(Beginning of TEXT SHOWN)

Clemson University researchers have developed a hands-free alternative to cell phone texting while driving.
"If you can't keep people from doing it, make it safer," said Juan Gilbert, professor and chairman of the human-centered computing division of Clemson's School of Computing.
He said one problem with banning texting while driving is that people are likely to continue doing it. He said it will be difficult for police to enforce a ban unless they actually see someone in the act. Gilbert said evidence of texting while driving often surfaces only after an accident.
Gilbert's team developed an application, called VoiceTEXT, that allows drivers to speak text messages and keep their eyes on the road at the same time. Drivers using VoiceTEXT put their cell phones in Bluetooth mode and connect it to their car.

(End of TEXT SHOWN)
(Beginning of DATA EXTRACT)

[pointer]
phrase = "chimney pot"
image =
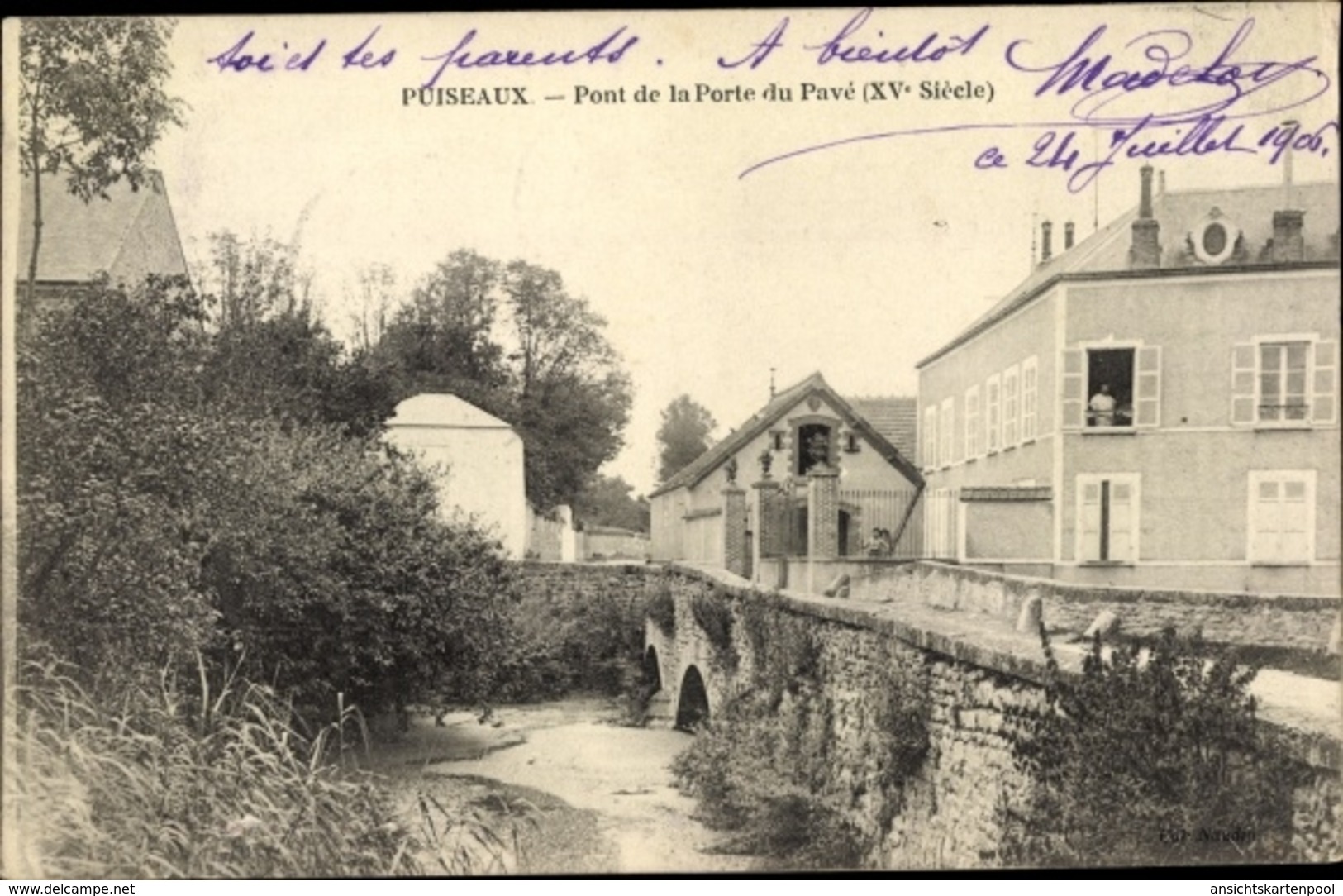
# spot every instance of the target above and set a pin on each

(End of DATA EXTRACT)
(Beginning of DATA EXTRACT)

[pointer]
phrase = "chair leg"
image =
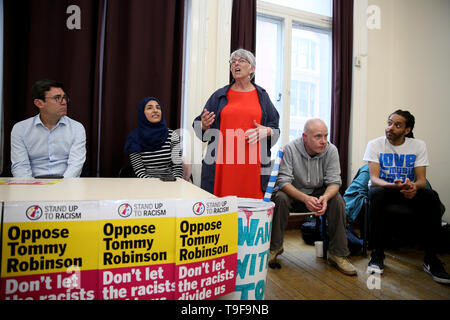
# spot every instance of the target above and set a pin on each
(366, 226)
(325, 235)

(End of DATA EXTRACT)

### DIRECTIONS
#1 Reproduce the VoiceTEXT article word for word, starting at "He said one" and ending at "to their car.".
#2 Pick up the VoiceTEXT article after its last sentence and keep writing it.

### ACTIVITY ANSWERS
#1
He said one problem with banning texting while driving is that people are likely to continue doing it. He said it will be difficult for police to enforce a ban unless they actually see someone in the act. Gilbert said evidence of texting while driving often surfaces only after an accident.
Gilbert's team developed an application, called VoiceTEXT, that allows drivers to speak text messages and keep their eyes on the road at the same time. Drivers using VoiceTEXT put their cell phones in Bluetooth mode and connect it to their car.

#2
"Through the car's speaker system or through the driver's own Bluetooth headset, drivers can give a voice command that delivers a text message," Gilbert said. "So you can speak to your phone and tell it to send a message to an individual. The recipient's phone recognizes the voice as a text message and the other person is able to respond appropriately."
Gilbert and his researchers are conducting a survey on the use of VoiceTEXT at http://www.surveymonkey.com/s/DC6S5X7. The survey opens with a video demonstration of VoiceTEXT, followed by three multiple-choice questions and space for comments.
The National Highway Transportation Safety Administration reports that 80 percent of crashes and 65 percent of near-crashes involve driver distraction. Cell phone use is among the reasons for driver distraction, the agency says.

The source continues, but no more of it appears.